> Work required: When you reach the line containing "Note: point to every instance of the dirt" in the data below, begin returning lines exactly as written, and stop once the line containing "Note: point to every instance of the small" has been returned.
----------------------------------------
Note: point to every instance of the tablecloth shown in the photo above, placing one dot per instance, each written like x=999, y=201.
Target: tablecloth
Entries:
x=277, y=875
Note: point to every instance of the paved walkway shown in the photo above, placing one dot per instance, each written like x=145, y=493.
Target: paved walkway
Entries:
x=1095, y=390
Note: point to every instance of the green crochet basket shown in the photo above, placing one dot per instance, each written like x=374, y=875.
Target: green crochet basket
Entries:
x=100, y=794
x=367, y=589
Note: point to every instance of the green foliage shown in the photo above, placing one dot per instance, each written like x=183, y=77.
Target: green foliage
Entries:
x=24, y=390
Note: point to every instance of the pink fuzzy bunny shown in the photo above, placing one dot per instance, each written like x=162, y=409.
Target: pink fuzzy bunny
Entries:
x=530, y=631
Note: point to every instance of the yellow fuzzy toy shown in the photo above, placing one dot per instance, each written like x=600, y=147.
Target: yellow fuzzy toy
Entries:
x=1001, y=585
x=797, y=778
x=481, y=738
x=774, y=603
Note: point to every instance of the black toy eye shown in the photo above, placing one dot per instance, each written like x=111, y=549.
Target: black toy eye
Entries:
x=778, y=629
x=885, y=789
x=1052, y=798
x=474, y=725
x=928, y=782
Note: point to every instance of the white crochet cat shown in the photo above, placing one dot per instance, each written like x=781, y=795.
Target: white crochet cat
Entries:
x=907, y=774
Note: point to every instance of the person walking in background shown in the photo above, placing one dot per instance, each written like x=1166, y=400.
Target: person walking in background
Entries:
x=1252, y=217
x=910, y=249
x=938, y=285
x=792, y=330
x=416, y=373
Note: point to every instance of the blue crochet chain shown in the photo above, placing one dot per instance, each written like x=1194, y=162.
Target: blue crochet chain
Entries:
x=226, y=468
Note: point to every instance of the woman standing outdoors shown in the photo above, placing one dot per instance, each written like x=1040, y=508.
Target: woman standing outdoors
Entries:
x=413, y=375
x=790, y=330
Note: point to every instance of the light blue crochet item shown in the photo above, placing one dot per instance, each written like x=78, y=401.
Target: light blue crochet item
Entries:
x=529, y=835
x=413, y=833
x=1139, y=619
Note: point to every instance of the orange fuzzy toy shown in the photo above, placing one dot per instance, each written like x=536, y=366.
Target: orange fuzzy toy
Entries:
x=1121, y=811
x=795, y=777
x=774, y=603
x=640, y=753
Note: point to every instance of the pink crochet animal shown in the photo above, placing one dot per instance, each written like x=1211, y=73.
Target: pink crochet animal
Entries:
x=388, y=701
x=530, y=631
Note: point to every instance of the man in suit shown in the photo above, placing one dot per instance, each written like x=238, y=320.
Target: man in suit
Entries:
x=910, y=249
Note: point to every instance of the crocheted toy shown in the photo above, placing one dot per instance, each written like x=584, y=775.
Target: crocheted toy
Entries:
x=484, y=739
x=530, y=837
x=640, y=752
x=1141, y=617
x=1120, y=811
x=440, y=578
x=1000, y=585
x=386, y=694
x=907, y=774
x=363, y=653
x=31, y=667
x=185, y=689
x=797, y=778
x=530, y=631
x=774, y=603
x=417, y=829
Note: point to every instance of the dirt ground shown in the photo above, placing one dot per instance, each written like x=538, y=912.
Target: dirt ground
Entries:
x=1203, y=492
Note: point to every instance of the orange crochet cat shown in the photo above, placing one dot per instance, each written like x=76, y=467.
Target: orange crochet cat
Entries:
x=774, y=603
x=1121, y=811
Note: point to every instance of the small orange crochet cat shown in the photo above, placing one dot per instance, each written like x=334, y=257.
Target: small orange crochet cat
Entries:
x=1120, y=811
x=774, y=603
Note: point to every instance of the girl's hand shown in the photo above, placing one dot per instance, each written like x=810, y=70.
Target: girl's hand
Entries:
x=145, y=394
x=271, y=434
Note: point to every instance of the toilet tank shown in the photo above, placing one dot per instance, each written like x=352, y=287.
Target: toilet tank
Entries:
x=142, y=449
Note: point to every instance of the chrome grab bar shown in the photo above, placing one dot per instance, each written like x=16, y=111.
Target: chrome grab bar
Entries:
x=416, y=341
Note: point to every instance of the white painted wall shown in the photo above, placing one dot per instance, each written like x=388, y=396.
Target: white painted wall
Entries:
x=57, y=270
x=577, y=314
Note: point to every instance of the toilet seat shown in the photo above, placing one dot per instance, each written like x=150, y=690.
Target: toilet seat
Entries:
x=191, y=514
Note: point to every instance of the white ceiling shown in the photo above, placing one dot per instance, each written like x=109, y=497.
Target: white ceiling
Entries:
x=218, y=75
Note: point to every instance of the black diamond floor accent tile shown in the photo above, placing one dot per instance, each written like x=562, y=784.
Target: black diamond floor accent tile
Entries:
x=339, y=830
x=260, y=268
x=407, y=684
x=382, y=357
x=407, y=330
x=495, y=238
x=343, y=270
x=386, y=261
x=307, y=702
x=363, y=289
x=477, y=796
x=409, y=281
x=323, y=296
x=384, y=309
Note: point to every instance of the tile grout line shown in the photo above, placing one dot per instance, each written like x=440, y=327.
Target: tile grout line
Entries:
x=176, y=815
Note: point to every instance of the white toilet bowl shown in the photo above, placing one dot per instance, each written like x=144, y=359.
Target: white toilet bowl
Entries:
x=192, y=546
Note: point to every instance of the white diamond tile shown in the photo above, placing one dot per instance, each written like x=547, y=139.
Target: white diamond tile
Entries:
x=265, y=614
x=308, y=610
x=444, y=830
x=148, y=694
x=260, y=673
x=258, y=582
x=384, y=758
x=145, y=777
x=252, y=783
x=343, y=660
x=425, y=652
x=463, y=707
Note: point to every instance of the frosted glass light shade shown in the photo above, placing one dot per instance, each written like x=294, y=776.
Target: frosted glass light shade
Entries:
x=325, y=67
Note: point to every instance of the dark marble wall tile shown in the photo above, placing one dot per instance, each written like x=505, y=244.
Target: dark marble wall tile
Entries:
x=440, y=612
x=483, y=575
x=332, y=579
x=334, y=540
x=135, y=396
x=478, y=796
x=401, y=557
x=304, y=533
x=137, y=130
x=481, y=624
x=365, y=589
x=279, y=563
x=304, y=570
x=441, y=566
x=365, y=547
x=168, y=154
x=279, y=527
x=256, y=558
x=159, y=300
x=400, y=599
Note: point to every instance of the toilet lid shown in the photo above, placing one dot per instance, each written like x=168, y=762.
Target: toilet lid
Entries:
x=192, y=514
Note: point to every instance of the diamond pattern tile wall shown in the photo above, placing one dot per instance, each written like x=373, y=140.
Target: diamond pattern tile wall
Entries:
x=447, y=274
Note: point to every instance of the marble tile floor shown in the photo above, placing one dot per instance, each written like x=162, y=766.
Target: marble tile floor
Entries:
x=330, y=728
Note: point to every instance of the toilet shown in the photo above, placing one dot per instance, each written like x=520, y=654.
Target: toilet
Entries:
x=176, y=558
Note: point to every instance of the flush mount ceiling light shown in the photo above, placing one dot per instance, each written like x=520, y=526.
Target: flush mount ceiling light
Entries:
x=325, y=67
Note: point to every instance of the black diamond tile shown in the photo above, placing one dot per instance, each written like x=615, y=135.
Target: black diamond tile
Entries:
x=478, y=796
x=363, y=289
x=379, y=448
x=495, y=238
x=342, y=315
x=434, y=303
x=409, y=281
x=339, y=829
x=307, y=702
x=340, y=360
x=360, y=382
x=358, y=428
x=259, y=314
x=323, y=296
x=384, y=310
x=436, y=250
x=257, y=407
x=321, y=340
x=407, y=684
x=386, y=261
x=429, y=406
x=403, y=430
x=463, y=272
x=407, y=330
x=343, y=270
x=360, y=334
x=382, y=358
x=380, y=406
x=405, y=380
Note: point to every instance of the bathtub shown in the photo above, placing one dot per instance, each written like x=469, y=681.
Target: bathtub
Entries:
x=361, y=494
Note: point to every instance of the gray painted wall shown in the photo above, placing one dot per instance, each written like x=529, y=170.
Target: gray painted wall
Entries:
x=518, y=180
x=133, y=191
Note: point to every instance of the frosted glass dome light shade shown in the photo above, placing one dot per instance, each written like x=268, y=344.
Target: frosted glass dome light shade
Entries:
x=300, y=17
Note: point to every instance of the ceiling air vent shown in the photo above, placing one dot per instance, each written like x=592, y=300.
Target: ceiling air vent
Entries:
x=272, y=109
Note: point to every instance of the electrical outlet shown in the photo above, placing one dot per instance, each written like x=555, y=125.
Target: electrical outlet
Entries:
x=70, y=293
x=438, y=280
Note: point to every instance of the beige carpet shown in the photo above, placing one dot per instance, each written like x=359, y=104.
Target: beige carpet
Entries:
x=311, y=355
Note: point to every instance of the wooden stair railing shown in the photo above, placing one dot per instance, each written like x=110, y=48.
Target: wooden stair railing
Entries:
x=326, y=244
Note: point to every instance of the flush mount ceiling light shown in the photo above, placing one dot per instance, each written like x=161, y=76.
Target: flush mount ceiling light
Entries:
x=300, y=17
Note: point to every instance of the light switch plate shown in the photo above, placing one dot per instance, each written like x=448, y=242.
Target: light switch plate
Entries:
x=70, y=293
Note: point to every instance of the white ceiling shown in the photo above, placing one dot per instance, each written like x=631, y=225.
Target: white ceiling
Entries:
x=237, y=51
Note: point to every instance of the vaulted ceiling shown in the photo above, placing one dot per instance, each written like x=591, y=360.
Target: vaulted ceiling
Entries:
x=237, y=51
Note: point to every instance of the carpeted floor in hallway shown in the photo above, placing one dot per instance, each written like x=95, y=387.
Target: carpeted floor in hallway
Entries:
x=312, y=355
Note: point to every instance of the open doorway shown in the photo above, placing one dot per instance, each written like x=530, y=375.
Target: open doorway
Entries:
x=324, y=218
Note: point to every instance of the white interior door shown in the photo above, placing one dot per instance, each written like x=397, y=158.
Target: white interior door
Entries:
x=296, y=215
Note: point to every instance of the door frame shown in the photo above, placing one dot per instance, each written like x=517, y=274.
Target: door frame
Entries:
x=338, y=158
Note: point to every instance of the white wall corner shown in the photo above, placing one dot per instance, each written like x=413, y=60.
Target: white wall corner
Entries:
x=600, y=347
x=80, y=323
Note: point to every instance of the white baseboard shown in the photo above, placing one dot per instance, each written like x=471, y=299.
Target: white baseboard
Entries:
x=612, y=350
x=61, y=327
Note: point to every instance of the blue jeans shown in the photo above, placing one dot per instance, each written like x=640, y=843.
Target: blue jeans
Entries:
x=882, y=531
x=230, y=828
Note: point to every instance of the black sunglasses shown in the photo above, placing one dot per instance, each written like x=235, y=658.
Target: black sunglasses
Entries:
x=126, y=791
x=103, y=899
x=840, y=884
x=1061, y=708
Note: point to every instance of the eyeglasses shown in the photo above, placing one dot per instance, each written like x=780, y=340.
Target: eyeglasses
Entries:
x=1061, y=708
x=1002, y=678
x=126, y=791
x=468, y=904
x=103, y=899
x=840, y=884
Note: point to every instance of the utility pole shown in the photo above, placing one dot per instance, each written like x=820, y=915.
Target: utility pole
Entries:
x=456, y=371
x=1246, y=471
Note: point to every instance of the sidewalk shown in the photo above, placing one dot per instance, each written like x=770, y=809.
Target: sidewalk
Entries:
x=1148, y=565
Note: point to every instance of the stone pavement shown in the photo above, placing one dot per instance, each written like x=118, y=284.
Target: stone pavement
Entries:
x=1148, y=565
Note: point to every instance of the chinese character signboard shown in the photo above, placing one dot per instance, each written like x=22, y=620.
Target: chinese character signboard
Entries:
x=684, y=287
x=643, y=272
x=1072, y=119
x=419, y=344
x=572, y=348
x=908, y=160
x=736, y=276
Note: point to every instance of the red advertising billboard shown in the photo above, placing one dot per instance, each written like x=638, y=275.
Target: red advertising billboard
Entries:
----------------------------------------
> Written solution:
Note: point to every instance of the dirt ground shown in the photo above, placing one dot per instance, each written like x=538, y=912.
Target: dirt ground
Entries:
x=1203, y=492
Note: point to every instance of the orange crochet cat shown in the photo above, placing one dot per instance, each written like x=76, y=467.
Target: orange crochet cat
Entries:
x=774, y=603
x=1121, y=811
Note: point to every instance of the small orange crochet cat shown in the photo above, placing one dot per instance, each written like x=334, y=257.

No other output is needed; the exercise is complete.